Stored items
+---+

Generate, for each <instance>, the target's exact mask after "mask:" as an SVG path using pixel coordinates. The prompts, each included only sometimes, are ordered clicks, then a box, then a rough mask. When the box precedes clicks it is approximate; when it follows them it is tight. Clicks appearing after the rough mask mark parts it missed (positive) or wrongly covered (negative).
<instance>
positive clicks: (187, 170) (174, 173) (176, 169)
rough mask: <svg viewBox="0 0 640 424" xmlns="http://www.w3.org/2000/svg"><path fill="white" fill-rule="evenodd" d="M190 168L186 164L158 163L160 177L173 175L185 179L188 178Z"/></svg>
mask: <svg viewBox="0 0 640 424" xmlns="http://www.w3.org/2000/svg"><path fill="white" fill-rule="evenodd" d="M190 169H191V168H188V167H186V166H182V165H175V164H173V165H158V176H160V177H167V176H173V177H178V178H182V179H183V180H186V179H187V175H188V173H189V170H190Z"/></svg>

+---+

## How to complete this task
Pick out every line in the entries above that contains the string "positive", matching case exactly. Copy each of those lines in full.

## Finished exercise
Generate, for each <instance>, the target's exact mask after "mask:" as an SVG path using pixel coordinates. The prompts, each included only sometimes, are ordered clicks, then a box, then a rough mask. When the box precedes clicks it is approximate; when it follows them it is tight. Clicks appearing after the rough mask mark parts it missed (positive) or wrongly covered (negative).
positive clicks: (187, 170) (174, 173) (176, 169)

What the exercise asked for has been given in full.